As TSGs might be mutated in a tissue type–selective manner, we conducted a similar analysis restricted to TSGs that are important in each specific tissue type using MutSigCV (15). We first shortlisted tissue-selective TSGs (defined as TSGs curated by TSGene 2.0 with P values <0.2 by MutSigCV in a given cancer type), followed by quantitating the mutation significance [i.e., –log10(P value)] of X-linked versus autosomal TSGs. All the abovementioned genetic features that covary with the background mutation rate were also fed into MutSigCV when calculating the mutation significance. With this analysis, we found that X-linked tissue-selective TSGs were more “significantly mutated” (Fig. 4C) than their autosomal counterparts. The proportion of TSGs with MutSigCV-derived P values <0.2 on the X-chromosome was also higher than those on the autosomes (Fig. 4D). To further corroborate this finding, we restricted our analysis to male patients as somatic hypermutation in the inactive X chromosome in female cancer genomes had been reported by Jäger and colleagues (23). In this subset analysis, even without adjusting for the hemizygosity of X-linked TSGs in male subjects, an overall significantly higher mutation rate for X-linked TSGs was revealed by the meta-analysis of mutation data from 29 nongynecologic cancer types (P < 0.01; Fig. 4E; Supplementary Fig. S9 for meta-analyses of female samples). In contrast, X-linked noncancer genes have a much lower mutation rate than those on the autosome in male cancer samples (Supplementary Fig. S10), presumably owing to the hemizygosity of X-linked genes (as mutation rate is expressed as nonsynonymous somatic mutations per gene instead of per copy of gene).

Aside from tissue specificity, another factor that potentially affects the mutation frequency of X-linked TSGs is whether these genes could escape X-inactivation. Using the dataset from Zhang and colleagues (24), 4 and 9 X-linked TSGs were determined to be “escaped TSGs” and “X-inactivated TSGs”, respectively, whereas the remaining X-linked TSGs showed discordant status. The proportion of “escaped” genes was higher for X-linked TSGs (4 of 27) than the X-linked noncancer paralogs (6 of 224; P = 0.0023; χ2 test). However, we found that “escaped TSGs” and “X-inactivated TSGs” did not show significant difference in the rate of nonsynonymous somatic mutations in female cancer samples (Supplementary Fig. S11).

§ Exercise data
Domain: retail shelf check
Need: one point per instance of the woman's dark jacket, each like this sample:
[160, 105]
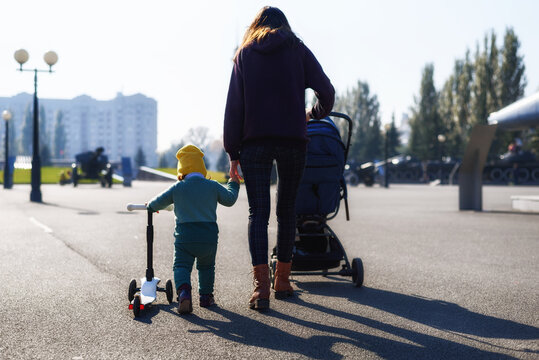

§ Tasks to complete
[1] List every figure and supplementary figure cited in the passage on X-linked tumor suppressor genes above.
[2] Please write the next part of the passage on X-linked tumor suppressor genes, picking up after its last sentence.

§ Per-task answers
[1] Fig. 4C, Fig. 4D, Fig. 4E, Supplementary Fig. S9, Supplementary Fig. S10, Supplementary Fig. S11

[2]
The X chromosome experienced a distinct evolutionary pressure. An excess of duplicated genes translocating from the X chromosome to the autosomes has been identified in various species, including Drosophila, mouse and human, which leads to the unequal chromosomal distribution of overall and sex-related gene content. Several theories, including sexual antagonism, meiotic X-inactivation during spermatogenesis and dosage compensation, have been introduced to explain this phenomenon. However, to date, most research on interchromosomal gene transfer are concerned with sex-biased genes (1). Here, an excessive trafficking of TSGs from the X chromosome to the autosomes was discerned for the first time, which can be explained by the lack of protection of X-linked TSGs by the Knudson's two-hit mechanism. Natural selection thus forced TSGs to relocate to more favorable genomic locations (i.e., the autosomes) to ensure their normal function. It is worthwhile to note that, as opposed to our analysis, Davoli and colleagues reported that the X chromosome was enriched for TSGs relative to autosomes (25). This discrepancy might arise as a result of using the mutation features of genes in the authors’ algorithm for defining TSGs, in which the effect of hypermutation of the inactive X chromosome in female samples had not been accounted for.

Spermatogenesis is a source of mutations in evolution. Sperm-producing cells of a 30-year old male could have passed through ∼400 rounds of cell divisions since fertilization, thereby giving more chances for mutations to occur and accumulate before passing on to the next generation (26). Because the X chromosome only spent one-third of its time in males versus half for the autosome throughout their evolutionary history (27), the X chromosome mutation rate is expected to be much lower than that of the autosomes because of its reduced gene content and the partial shielding from the high mutation rate in males (28). This postulation has been experimentally verified by MaVean and Hurst (29), supporting that the X chromosome has a high genetic stability. However, in contrast with its privileged position throughout the evolutionary history of mammalian species, our analysis revealed that X-linked TSGs exhibited a much higher somatic mutation rate across human cancers. Our finding support that the X chromosome is vulnerable when facing intense selective pressure during tumorigenesis – an evolutionary process within an individual where sexual reproduction is not in operation.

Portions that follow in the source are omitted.